Going back to your comment wbnc about the 1k builds, these pan out better as 2k builds, with more space available for bays while still being unhittable by spinals. The issue though is that these in turn are vulnerable to the rider level below them... the fighter. Because they've got weight in bays they can't beat off a fighter squadron (And their bay weight is also not optimal, if you were to get 100k ton of the 2K build vs a single ship of 100kton you lose firepower). The spinal battle rider is similarly in trouble up against a good fighter squadron so you might as well go with the common denominator and go for massed fighters as your screen.

So all that happens in this new paradigm battle is that there's a huge fighter brawl as the screens battle it out and whoever wins that gets the opportunity bring their spinal battle tenders into play unhindered. That's an even fight though, it has nothing to do with jump enabled ships vs. riders + tenders. You might say why not just have all out fighters, except that some people are going to bring armored fighter carriers and armored battle rider tenders to add their firepower to the fighter scrap, (your 100 K ships) and you'll have the spinal mounts coming into play then. If somebody is silly enough to ignore brining spinals entirely then their armored carriers will get fried by riders that can blast them quicker than extra fighters can kill the riders. Spinal Riders will just power through the screen till they drive off the covering 100kt and allow their own armored riders win the fighter battle for them. But that's a completely different ship battle concept to what the classic traveler is supposed to be.

· · · · · · ·

**WORK TO COMPLETE**:
**a)** Retype the stretch of the passage on battle riders from "Going back to" through "as your screen.".
**b)** Extend the passage on battle riders past its final sentence.
The lines after this come from an unrelated source.

**EXCERPTED RECORDS**:
· · · · · · ·

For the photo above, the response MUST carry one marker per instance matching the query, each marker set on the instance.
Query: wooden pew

· · · · · · ·

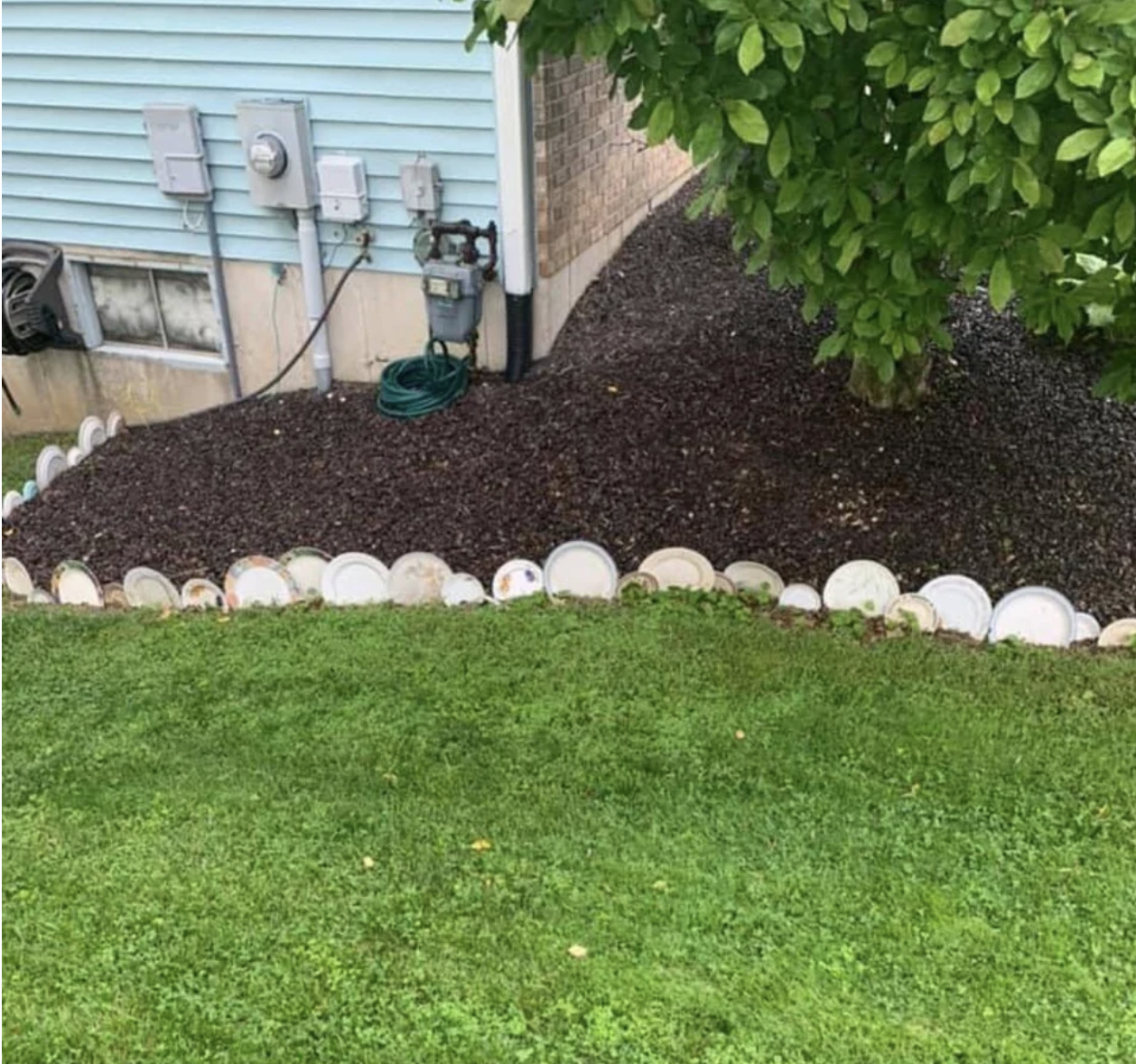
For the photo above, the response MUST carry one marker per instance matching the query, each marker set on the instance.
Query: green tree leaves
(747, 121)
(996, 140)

· · · · · · ·

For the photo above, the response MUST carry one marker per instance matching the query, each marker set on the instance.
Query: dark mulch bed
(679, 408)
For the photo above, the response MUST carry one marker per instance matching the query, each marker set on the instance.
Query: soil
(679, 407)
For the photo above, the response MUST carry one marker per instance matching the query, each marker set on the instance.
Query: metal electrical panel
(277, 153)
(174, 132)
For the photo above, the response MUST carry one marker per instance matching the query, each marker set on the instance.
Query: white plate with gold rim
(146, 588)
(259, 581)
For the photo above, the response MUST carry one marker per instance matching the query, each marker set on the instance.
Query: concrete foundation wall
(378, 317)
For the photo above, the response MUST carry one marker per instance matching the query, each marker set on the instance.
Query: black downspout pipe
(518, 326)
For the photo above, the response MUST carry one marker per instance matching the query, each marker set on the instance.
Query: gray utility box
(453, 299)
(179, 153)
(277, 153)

· · · · · · ·

**IN RESPONSE**:
**a)**
Going back to your comment wbnc about the 1k builds, these pan out better as 2k builds, with more space available for bays while still being unhittable by spinals. The issue though is that these in turn are vulnerable to the rider level below them... the fighter. Because they've got weight in bays they can't beat off a fighter squadron (And their bay weight is also not optimal, if you were to get 100k ton of the 2K build vs a single ship of 100kton you lose firepower). The spinal battle rider is similarly in trouble up against a good fighter squadron so you might as well go with the common denominator and go for massed fighters as your screen.

**b)**
What you're saying is correct phavoc, the pros and cons are true which ever way the rules optimize a build of a fleet. The point that we're stating here though with the current spinal weights and fire power output is that the classic Traveller concept of having ships of the line, cruisers and dreadnoughts as the key pins of the fleet is made redundant, it just doesn't make sense to do these fleet elements. There's always going to be a balance to consider with strategic operation etc etc. But the balance has now swung too far the other way towards riders.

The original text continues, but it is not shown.